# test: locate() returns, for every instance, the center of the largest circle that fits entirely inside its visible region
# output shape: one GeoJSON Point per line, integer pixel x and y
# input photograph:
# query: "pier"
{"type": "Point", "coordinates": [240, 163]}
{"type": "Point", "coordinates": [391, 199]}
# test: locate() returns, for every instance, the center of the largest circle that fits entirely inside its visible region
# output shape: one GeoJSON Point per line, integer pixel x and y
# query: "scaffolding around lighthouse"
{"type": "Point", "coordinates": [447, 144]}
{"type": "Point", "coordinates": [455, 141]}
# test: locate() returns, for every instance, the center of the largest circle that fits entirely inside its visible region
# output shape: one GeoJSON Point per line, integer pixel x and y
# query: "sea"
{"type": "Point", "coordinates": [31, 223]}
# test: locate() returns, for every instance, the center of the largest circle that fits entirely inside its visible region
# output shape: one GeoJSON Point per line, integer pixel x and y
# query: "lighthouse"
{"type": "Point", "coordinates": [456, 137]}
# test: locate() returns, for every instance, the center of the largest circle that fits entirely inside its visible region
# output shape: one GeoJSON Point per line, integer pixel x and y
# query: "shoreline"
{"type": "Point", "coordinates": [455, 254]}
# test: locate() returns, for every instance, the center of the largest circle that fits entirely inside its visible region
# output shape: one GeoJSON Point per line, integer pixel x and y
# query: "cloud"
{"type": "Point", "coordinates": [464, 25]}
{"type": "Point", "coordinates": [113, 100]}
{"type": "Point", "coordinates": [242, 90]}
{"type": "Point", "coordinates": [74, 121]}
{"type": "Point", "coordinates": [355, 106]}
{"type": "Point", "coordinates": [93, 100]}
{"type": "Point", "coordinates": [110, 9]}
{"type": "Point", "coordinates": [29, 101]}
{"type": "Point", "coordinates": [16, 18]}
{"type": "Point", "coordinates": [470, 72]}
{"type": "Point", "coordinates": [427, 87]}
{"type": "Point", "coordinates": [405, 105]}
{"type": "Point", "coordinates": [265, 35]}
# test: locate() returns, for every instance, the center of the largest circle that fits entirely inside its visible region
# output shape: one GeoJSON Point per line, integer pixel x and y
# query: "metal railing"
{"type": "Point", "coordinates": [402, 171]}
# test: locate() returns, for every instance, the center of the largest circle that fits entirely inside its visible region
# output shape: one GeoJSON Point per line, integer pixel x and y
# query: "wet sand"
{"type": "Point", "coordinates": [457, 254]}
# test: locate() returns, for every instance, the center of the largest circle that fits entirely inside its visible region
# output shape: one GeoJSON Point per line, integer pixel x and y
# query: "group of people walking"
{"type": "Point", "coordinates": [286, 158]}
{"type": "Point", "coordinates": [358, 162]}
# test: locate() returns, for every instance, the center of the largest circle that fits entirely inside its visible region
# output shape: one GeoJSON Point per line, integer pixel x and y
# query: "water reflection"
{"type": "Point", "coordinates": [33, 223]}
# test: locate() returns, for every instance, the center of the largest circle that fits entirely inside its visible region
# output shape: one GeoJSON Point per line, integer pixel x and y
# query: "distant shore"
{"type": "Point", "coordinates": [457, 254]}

· · ·

**What the exercise asks**
Extract each entry in full, exactly as given.

**Exercise output**
# test: locate() returns, for every instance, the center of the largest circle that fits entirely inside its visible region
# output shape: one GeoJSON Point per line, integer pixel x and y
# input photograph:
# query: "pier"
{"type": "Point", "coordinates": [240, 163]}
{"type": "Point", "coordinates": [391, 199]}
# test: locate() returns, for every instance, the center of the largest circle that fits entirely inside its visible region
# output shape: one GeoJSON Point per line, integer pixel x and y
# query: "scaffolding around lighthouse"
{"type": "Point", "coordinates": [447, 144]}
{"type": "Point", "coordinates": [455, 141]}
# test: locate() returns, for every instance, the center of the largest circle that fits entirely inside its visible region
# output shape: one GeoJSON Point per line, integer pixel x and y
# query: "sea"
{"type": "Point", "coordinates": [31, 223]}
# test: locate() returns, for every instance, the center of the largest circle that fits entirely inside its visible region
# output shape: one GeoJSON Point per line, integer pixel x and y
# query: "lighthouse"
{"type": "Point", "coordinates": [456, 137]}
# test: locate() returns, for every instance, the center of the largest circle that fits entirely inside its visible region
# output shape: one GeoJSON Point per line, integer pixel x and y
# query: "shoreline"
{"type": "Point", "coordinates": [455, 254]}
# test: locate() returns, for every instance, the center of the largest circle that fits entirely inside its visible region
# output shape: one GeoJSON Point per line, integer pixel x and y
# query: "cloud"
{"type": "Point", "coordinates": [464, 25]}
{"type": "Point", "coordinates": [113, 100]}
{"type": "Point", "coordinates": [242, 90]}
{"type": "Point", "coordinates": [74, 121]}
{"type": "Point", "coordinates": [355, 106]}
{"type": "Point", "coordinates": [93, 100]}
{"type": "Point", "coordinates": [110, 9]}
{"type": "Point", "coordinates": [29, 101]}
{"type": "Point", "coordinates": [16, 18]}
{"type": "Point", "coordinates": [470, 72]}
{"type": "Point", "coordinates": [427, 87]}
{"type": "Point", "coordinates": [405, 105]}
{"type": "Point", "coordinates": [265, 35]}
# test: locate() returns, for every instance, the center of the largest circle that fits entirely inside its visible region
# output shape: one GeoJSON Point per line, integer pixel x and y
# query: "metal railing"
{"type": "Point", "coordinates": [402, 171]}
# test: locate() returns, for every instance, the center of the largest circle that fits entirely inside its visible region
# output shape: one GeoJSON Point per line, integer pixel x and y
# query: "wet sand"
{"type": "Point", "coordinates": [457, 254]}
# test: locate() returns, for every instance, the center of the largest circle that fits entirely inside its visible region
# output shape: one GeoJSON Point per line, integer pixel x and y
# query: "group of people walking"
{"type": "Point", "coordinates": [286, 158]}
{"type": "Point", "coordinates": [358, 162]}
# test: locate() returns, for every instance, the center of the largest circle that fits entirely inside its visible region
# output shape: one GeoJSON Point per line, integer pixel x and y
# query: "water reflection"
{"type": "Point", "coordinates": [33, 223]}
# test: locate() returns, for every instance, the center of the largest circle that fits entirely inside its visible region
# output shape: one GeoJSON Point per line, integer pixel x and y
# query: "distant shore"
{"type": "Point", "coordinates": [457, 254]}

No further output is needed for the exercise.